◆ **Document text**:

Monday 26 March 2012

Pontifical Low Mass


The Emeritus-bishop of Christchurch NZ, the Most Reverend Basil Meeking, is once again visiting Australia and will be celebrating some of the Rites of the Holy Week Triduum at Saint Aloysius' Church, Caulfield North (Archdiocese of Melbourne).

In the adjacent photographs, His Lordship is depicted offering Pontifical Low Mass at the Caulfield Church, assisted by Fathers Glen Tattersall and Colin Marshall.  These photographs were taken by Dr Chris Steward and are the copyright of the Catholic Community of the Blessed JH Newman.

A chasuble made by the Saint Bede Studio is being worn by the Bishop.  It is in the Saint Philip Neri style and made from purple dupion silk.

A timetable of the Holy Week Liturgies at Caulfield, celebrated in the Extraordinary Form, may be found here.

Click on the images for enlarged views.

Sunday 25 March 2012

The Subject was Roses

Twice a year, the Church breaks the tone of its penitential seasons by the use of rose-coloured vestments.  Rose-coloured vestments were never commonplace and they still are not.  Nevertheless, you will find various pronouncements these days (usually on websites) about what the real or authentic shade of rose is which is to be used for vestments.

Newsflash: there is no official shade of Rose designated by the Church, nor has there ever been.  The reason for this is rather simple: only in the last century did the process of dyeing fabric become sufficiently sophisticated to ensure that much the same shade of a colour emerged from one batch of fabric dyeing to another.  Previous to that, dyes were derived from plants etc., made up with a great deal of labour.

Many different colours have been deemed by the Church as acceptable as liturgical rose.  Some of these are a salmon shade; some a silvery-pink, almost mushroom-colour; some close to what we would call Bishop's purple or fuchsia; and some red with overtones of gold.

Another thing is certain: Bubblegum Pink is not Rose, nor has it been a traditional variation for use on these days.   Whilst not intending to get into the argument as to whether the use of a such a vibrant pink is a fitting colour for a man to wear,  "Bubblegum Pink" certainly manifests a lamentable lack of liturgical good taste.  Sadly, pink-coloured vestments, purporting to be Rose, are becoming increasingly commonplace and now even appear at Papal Masses.

At an old post on the Blog, The New Liturgical Movement, we find a number of interesting vestments in that shade of rose commonly found in Italy in centuries past: a reddish colour with overtones of silver.  Go there and take a look.  The same article also shews the considerable variety of older rose-coloured vestments, in use throughout Europe.  Often, embroidered flowers on such vestments was a device used to enhance the "rosiness" of the vestment.

Last week, we featured a vestment of a dark form of Rose  This week, a  new vestment (see above picture) made from a silk damask more in the Baroque tradition.  It is a shade between crimson and copper, but is also interwoven with a subdued gold thread.  As a result, such a vestment looks more rose in some lights, more golden in others.  The orphrey of this chasuble is formed from a dupion silk in a complementary shade of rose.

◆ **Task description**:
Please decide whether each statement below agrees with the vestment posts above, answering yes or no and quoting the words from those posts that settle it.
1. The chasuble worn by the bishop at the Pontifical Low Mass is made from purple dupion silk.
2. The Church has set an official shade of rose for vestments.
3. The new silk damask vestment is interwoven with a bright silver thread.

◆ **Data**:
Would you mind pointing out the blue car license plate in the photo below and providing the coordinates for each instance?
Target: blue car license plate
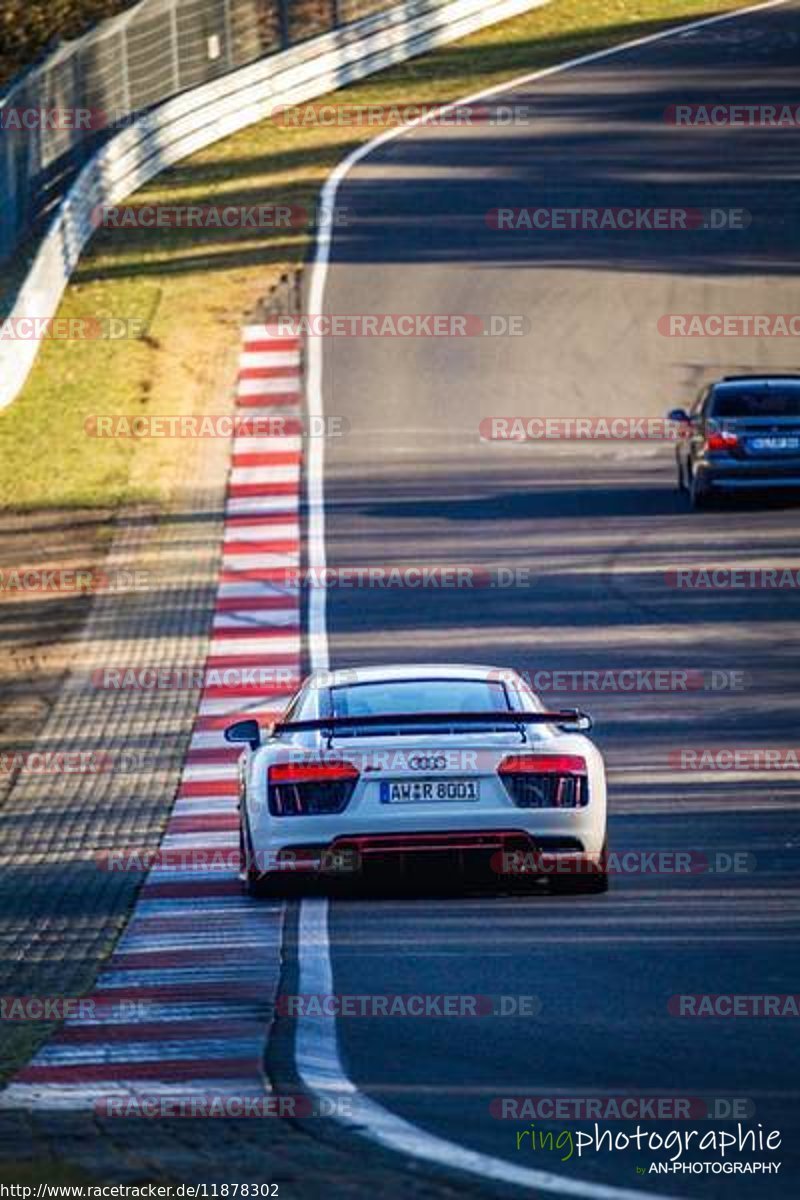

◆ **Solution to this exercise**:
1. Yes: "It is in the Saint Philip Neri style and made from purple dupion silk."
2. No: "there is no official shade of Rose designated by the Church, nor has there ever been."
3. No: "It is a shade between crimson and copper, but is also interwoven with a subdued gold thread."